Gather every line from the rows below that contains the word "like", and list those lines in order.

#### Recorded information ####

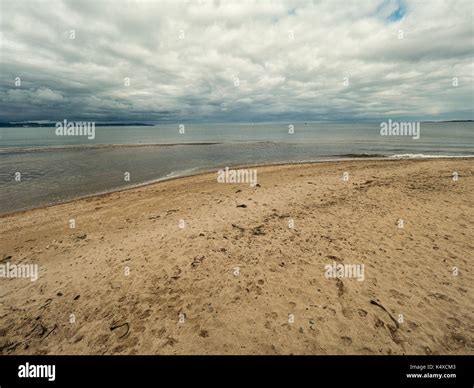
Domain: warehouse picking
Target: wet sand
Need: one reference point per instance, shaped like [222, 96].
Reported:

####
#### Recorded information ####

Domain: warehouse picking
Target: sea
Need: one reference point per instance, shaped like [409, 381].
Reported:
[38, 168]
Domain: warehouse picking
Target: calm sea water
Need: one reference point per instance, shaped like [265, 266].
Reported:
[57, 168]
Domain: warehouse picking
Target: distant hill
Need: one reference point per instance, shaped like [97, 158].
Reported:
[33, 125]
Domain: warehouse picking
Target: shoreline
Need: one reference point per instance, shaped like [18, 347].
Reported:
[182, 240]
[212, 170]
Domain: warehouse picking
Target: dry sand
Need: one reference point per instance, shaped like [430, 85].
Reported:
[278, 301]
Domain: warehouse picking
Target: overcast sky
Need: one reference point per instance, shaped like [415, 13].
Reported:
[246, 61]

####

▶ **Result for this exercise**
Need: one reference point per instance, shaped like [222, 96].
Need: one reference point per instance, shaped like [409, 381].
Need: one reference point per instance, shaped like [265, 266].
Need: one reference point per instance, shaped like [97, 158].
Need: one reference point per instance, shaped like [18, 347].
Need: one reference point per instance, shaped like [430, 85].
Need: one reference point per instance, shaped like [415, 13].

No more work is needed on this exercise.